## DO THIS
Present the data below as a numbered list, omitting blank lines. Begin at the line that has "of the printed" and stop after the line that has "column 450, row 192", keeping both of those lines.

● ● ● ●

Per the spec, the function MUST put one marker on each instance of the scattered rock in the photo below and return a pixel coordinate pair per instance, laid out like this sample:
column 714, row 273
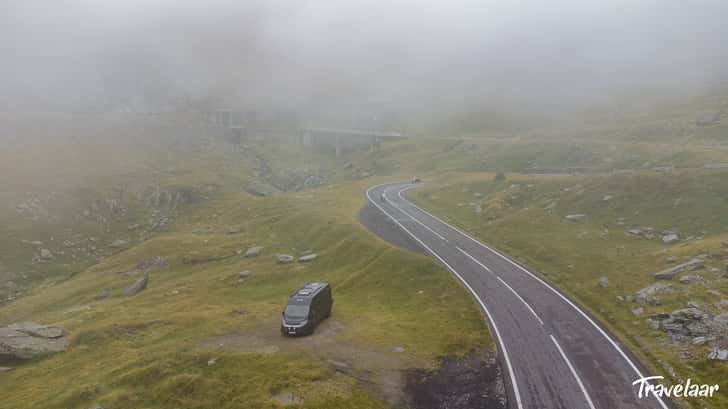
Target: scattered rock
column 670, row 273
column 28, row 340
column 117, row 244
column 308, row 257
column 138, row 286
column 702, row 340
column 253, row 251
column 718, row 354
column 102, row 295
column 151, row 263
column 46, row 255
column 691, row 279
column 284, row 258
column 647, row 295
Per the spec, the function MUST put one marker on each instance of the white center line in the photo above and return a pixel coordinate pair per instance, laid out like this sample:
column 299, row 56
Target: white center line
column 522, row 300
column 504, row 283
column 509, row 366
column 573, row 372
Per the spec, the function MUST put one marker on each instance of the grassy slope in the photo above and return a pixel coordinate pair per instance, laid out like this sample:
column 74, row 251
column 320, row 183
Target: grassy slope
column 144, row 351
column 516, row 219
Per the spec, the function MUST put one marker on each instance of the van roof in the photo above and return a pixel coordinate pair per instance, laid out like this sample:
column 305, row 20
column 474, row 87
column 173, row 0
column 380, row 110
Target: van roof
column 307, row 292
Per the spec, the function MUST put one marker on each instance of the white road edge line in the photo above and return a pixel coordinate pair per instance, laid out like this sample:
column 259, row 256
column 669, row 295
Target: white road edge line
column 579, row 310
column 573, row 372
column 512, row 375
column 474, row 259
column 522, row 300
column 415, row 220
column 504, row 283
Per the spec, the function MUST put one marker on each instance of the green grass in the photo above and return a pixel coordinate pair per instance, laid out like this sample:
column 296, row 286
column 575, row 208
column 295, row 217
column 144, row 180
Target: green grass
column 146, row 351
column 523, row 216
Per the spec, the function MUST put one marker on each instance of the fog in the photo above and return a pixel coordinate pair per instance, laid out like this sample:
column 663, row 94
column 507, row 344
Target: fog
column 345, row 56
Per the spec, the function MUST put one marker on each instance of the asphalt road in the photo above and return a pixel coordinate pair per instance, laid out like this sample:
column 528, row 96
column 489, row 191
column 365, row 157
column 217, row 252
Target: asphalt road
column 553, row 354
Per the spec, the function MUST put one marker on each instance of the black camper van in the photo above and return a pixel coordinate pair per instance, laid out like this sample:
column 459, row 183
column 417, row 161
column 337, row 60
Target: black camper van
column 306, row 308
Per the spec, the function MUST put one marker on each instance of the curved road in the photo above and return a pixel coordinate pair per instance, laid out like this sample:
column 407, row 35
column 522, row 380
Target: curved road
column 552, row 353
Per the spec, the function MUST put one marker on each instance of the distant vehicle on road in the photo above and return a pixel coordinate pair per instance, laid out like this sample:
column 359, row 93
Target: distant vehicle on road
column 306, row 308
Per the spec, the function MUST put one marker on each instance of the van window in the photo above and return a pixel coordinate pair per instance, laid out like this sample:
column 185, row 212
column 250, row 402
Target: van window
column 296, row 311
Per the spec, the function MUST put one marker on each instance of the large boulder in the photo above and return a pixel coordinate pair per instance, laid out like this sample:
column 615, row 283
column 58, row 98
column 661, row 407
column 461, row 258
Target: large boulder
column 151, row 263
column 138, row 286
column 28, row 340
column 284, row 258
column 718, row 354
column 253, row 251
column 671, row 272
column 575, row 217
column 308, row 257
column 648, row 294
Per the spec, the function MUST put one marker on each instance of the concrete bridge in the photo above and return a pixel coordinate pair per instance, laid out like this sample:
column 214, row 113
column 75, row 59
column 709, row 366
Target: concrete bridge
column 342, row 140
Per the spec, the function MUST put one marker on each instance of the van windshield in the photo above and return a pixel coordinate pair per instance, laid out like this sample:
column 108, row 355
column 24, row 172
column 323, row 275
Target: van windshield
column 296, row 311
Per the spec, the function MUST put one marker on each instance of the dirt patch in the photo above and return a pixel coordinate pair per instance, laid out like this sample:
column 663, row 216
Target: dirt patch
column 380, row 224
column 378, row 369
column 472, row 381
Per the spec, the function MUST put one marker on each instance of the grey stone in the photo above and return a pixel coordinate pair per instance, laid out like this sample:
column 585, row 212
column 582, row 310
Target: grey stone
column 28, row 340
column 46, row 254
column 117, row 244
column 102, row 295
column 718, row 354
column 151, row 263
column 691, row 279
column 670, row 273
column 253, row 251
column 138, row 286
column 647, row 295
column 284, row 258
column 308, row 257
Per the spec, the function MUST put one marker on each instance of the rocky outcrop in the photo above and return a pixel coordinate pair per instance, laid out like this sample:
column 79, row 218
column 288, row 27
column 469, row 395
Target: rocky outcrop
column 648, row 295
column 138, row 286
column 253, row 251
column 284, row 258
column 308, row 257
column 670, row 273
column 151, row 263
column 693, row 323
column 28, row 340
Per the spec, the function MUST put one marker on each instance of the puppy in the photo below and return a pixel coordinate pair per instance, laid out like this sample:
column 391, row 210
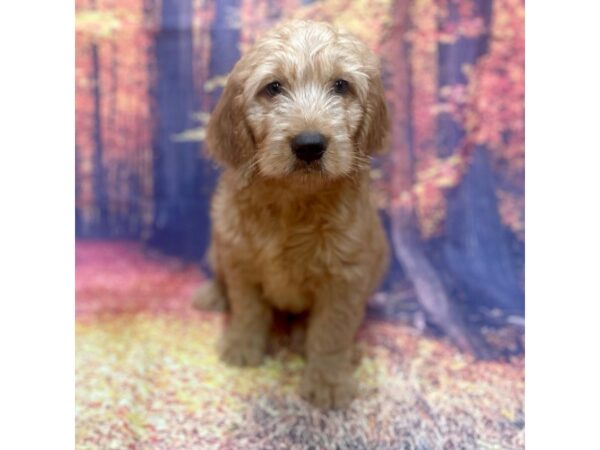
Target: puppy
column 294, row 228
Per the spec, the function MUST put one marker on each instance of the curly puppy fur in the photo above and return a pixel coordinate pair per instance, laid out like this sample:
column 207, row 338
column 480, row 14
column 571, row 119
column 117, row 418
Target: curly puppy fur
column 290, row 234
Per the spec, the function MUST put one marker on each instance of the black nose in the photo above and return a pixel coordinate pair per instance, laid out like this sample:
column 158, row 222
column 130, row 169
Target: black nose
column 309, row 146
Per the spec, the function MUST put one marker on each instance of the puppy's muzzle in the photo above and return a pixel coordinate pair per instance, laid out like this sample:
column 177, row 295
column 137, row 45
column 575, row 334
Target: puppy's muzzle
column 309, row 147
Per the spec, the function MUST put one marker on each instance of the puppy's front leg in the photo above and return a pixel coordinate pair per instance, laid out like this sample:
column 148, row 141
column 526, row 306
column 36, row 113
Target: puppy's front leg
column 245, row 340
column 328, row 381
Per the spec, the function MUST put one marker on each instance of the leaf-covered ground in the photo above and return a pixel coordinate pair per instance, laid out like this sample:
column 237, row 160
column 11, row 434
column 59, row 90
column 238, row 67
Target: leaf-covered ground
column 148, row 376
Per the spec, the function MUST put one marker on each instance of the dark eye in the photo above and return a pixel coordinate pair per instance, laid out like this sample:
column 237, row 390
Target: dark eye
column 341, row 87
column 273, row 89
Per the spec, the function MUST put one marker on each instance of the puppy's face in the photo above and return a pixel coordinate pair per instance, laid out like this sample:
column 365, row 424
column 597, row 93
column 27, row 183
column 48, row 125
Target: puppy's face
column 306, row 101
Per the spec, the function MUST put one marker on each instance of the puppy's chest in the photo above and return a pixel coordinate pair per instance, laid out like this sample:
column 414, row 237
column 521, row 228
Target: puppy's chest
column 295, row 257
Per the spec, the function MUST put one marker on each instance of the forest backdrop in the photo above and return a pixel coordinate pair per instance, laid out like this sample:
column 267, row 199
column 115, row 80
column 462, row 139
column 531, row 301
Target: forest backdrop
column 451, row 189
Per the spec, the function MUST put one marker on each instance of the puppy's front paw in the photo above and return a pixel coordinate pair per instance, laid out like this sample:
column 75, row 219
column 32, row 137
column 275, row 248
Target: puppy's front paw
column 326, row 395
column 237, row 351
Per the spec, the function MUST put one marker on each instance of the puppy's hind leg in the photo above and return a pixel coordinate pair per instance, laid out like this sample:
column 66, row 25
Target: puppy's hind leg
column 210, row 297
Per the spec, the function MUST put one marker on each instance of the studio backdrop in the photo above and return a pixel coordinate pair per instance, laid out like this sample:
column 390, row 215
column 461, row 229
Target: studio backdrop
column 450, row 191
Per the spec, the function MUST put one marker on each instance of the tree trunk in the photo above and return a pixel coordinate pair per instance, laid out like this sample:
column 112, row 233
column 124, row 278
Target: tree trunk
column 475, row 244
column 99, row 181
column 406, row 240
column 180, row 211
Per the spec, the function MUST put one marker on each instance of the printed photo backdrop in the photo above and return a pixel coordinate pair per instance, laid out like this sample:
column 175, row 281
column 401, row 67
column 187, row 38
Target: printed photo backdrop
column 450, row 192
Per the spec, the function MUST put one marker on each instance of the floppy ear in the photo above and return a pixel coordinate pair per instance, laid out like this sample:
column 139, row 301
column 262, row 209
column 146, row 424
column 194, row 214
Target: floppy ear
column 373, row 134
column 228, row 137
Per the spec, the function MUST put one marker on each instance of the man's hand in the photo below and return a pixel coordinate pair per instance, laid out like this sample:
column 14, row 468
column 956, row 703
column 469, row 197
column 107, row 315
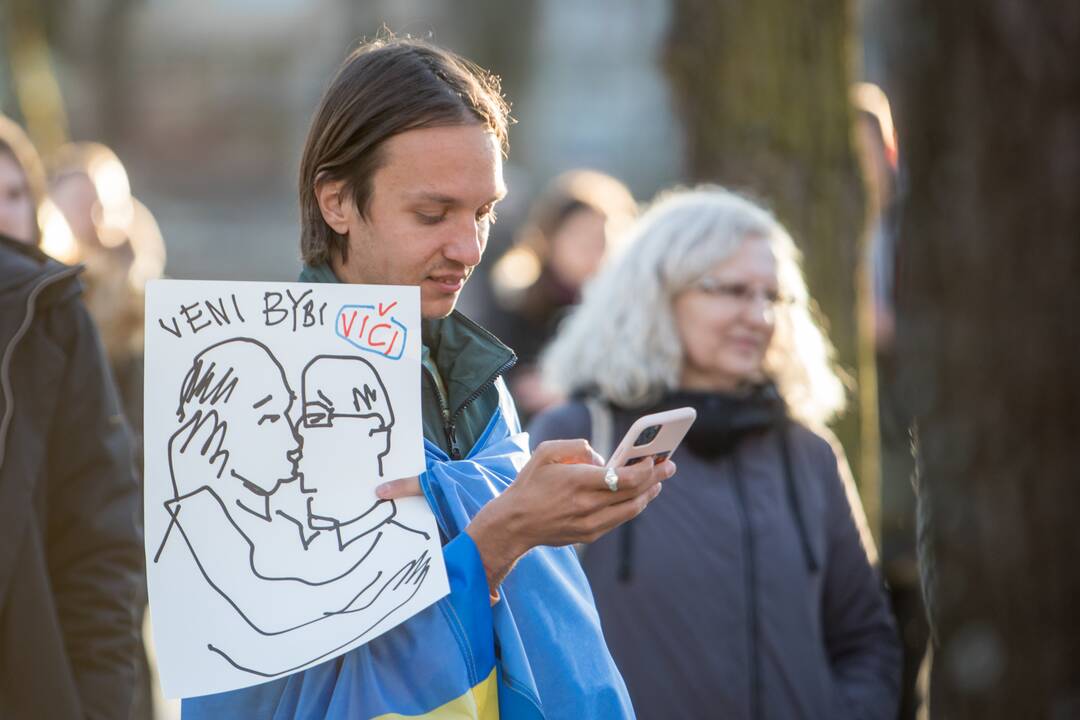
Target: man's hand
column 559, row 498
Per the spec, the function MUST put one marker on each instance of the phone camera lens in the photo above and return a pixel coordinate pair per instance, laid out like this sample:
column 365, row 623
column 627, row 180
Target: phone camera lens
column 647, row 435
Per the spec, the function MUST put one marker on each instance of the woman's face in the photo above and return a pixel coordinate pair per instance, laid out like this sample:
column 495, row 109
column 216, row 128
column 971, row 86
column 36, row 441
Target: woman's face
column 16, row 205
column 726, row 320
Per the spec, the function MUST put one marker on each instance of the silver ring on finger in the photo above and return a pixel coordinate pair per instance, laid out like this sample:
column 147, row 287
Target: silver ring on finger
column 611, row 479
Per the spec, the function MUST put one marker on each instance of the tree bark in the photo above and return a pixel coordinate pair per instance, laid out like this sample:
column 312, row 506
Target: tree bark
column 763, row 90
column 988, row 330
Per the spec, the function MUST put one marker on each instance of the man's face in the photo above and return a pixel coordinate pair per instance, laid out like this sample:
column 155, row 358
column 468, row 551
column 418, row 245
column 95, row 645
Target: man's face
column 431, row 208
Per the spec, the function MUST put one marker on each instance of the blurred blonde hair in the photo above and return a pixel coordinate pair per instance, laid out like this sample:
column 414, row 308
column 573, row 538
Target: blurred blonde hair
column 15, row 143
column 622, row 340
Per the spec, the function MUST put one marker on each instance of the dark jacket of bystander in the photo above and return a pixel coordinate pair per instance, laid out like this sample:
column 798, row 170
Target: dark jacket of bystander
column 70, row 539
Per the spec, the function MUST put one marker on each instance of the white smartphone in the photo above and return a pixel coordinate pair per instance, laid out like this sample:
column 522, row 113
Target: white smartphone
column 653, row 437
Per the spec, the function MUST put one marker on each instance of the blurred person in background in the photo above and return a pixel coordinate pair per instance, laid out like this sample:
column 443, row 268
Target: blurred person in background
column 575, row 223
column 22, row 185
column 878, row 152
column 118, row 240
column 119, row 243
column 750, row 592
column 70, row 541
column 26, row 213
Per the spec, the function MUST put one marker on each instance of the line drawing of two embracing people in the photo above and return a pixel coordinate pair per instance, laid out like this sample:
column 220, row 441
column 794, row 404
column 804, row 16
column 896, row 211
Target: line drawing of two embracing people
column 309, row 544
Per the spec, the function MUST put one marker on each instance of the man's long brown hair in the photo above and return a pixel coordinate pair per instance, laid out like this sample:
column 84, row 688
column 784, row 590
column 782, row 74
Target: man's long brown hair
column 386, row 87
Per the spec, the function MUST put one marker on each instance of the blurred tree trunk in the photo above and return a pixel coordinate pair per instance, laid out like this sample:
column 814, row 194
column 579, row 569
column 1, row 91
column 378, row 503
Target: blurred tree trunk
column 763, row 89
column 989, row 333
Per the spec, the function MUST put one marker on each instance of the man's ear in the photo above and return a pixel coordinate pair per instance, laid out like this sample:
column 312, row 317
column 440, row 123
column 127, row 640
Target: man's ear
column 334, row 205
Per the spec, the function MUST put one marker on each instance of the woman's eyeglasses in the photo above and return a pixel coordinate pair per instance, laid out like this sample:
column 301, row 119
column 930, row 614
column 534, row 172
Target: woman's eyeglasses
column 742, row 293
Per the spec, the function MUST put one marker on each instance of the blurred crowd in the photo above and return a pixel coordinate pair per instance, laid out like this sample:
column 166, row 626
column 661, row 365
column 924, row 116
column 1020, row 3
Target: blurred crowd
column 756, row 574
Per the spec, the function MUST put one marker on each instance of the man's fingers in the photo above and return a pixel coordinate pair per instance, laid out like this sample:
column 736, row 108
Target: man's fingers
column 567, row 451
column 607, row 518
column 635, row 479
column 405, row 487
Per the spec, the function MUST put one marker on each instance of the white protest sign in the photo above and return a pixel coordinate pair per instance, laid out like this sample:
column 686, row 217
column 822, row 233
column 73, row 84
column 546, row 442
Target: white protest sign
column 272, row 411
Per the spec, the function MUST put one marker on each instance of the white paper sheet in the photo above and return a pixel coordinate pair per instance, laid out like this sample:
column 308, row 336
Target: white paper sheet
column 272, row 410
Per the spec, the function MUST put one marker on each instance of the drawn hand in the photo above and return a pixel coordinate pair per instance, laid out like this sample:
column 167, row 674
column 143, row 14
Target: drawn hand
column 196, row 457
column 392, row 591
column 405, row 487
column 557, row 499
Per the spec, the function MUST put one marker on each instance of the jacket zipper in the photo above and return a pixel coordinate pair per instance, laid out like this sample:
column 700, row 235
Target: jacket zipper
column 751, row 583
column 449, row 422
column 9, row 352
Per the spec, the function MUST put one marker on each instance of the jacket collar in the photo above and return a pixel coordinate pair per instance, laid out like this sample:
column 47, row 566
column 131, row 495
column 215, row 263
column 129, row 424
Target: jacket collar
column 467, row 355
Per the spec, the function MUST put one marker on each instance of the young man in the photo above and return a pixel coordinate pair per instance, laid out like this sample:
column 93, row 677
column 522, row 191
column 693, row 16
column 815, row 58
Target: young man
column 399, row 182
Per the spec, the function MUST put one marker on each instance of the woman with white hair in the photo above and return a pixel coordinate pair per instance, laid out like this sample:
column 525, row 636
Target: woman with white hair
column 750, row 589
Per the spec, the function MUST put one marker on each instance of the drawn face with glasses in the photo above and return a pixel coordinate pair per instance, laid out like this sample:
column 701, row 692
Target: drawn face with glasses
column 727, row 317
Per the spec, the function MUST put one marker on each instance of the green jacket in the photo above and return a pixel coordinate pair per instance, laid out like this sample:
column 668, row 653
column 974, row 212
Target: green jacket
column 462, row 363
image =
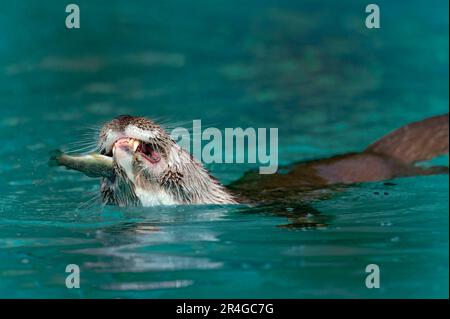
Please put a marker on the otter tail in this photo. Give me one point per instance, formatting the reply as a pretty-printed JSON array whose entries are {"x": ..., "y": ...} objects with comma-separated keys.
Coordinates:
[{"x": 415, "y": 142}]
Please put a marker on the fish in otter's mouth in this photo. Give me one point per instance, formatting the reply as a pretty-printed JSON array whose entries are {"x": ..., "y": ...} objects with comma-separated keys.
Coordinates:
[{"x": 141, "y": 165}]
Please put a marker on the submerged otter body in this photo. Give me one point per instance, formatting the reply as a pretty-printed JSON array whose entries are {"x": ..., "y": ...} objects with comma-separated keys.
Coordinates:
[{"x": 148, "y": 168}]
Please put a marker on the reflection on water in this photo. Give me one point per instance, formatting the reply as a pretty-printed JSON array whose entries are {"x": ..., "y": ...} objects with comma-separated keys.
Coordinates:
[{"x": 308, "y": 68}]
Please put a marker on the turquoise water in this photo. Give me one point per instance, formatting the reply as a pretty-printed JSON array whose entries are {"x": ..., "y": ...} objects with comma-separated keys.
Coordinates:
[{"x": 309, "y": 68}]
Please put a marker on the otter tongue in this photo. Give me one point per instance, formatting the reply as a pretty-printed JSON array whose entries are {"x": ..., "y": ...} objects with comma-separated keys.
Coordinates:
[{"x": 154, "y": 157}]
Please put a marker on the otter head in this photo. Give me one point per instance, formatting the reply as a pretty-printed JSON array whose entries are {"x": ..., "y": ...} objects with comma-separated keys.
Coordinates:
[{"x": 150, "y": 168}]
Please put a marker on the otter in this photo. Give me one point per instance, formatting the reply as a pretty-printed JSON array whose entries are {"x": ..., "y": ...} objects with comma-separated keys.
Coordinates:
[{"x": 141, "y": 165}]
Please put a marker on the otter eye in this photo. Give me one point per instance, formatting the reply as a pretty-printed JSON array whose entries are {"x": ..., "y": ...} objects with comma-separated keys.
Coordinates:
[{"x": 103, "y": 152}]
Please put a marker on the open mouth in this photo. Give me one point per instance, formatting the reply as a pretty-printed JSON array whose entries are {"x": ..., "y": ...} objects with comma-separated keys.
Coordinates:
[{"x": 146, "y": 150}]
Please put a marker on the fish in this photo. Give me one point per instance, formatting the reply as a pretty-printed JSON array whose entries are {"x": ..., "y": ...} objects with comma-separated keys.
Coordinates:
[{"x": 93, "y": 164}]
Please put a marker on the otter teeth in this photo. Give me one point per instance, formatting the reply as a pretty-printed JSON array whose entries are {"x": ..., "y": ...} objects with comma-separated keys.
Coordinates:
[{"x": 135, "y": 145}]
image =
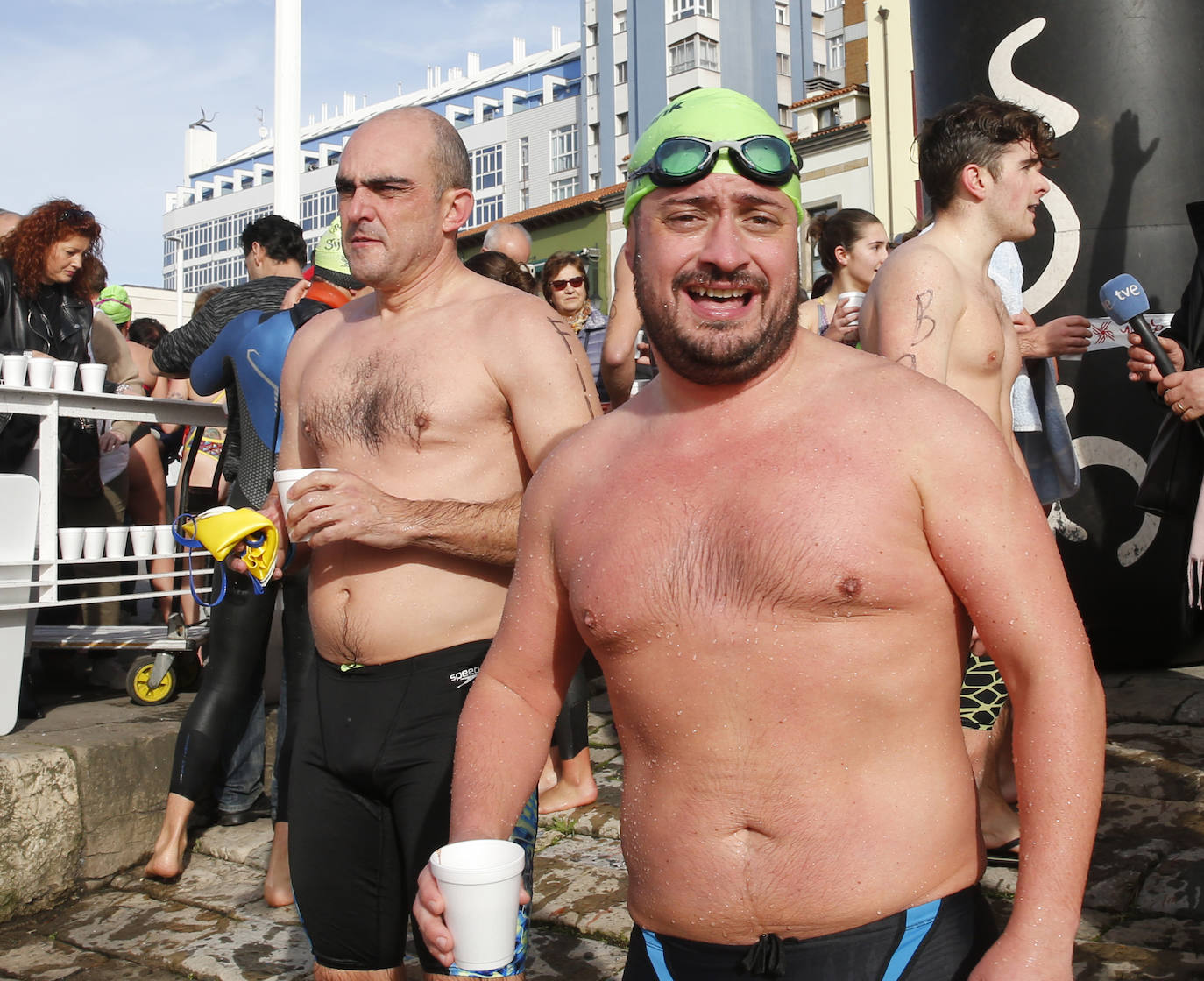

● ● ● ●

## SOLUTION TO THIS PROBLEM
1. Per the spec, the function MUST put one marker on each instance of the printed photo backdrop in the photo above and return a pixel coordinate pair per instance, laid out like this sample:
2. column 175, row 281
3. column 401, row 67
4. column 187, row 38
5. Target: printed photo backdrop
6. column 450, row 192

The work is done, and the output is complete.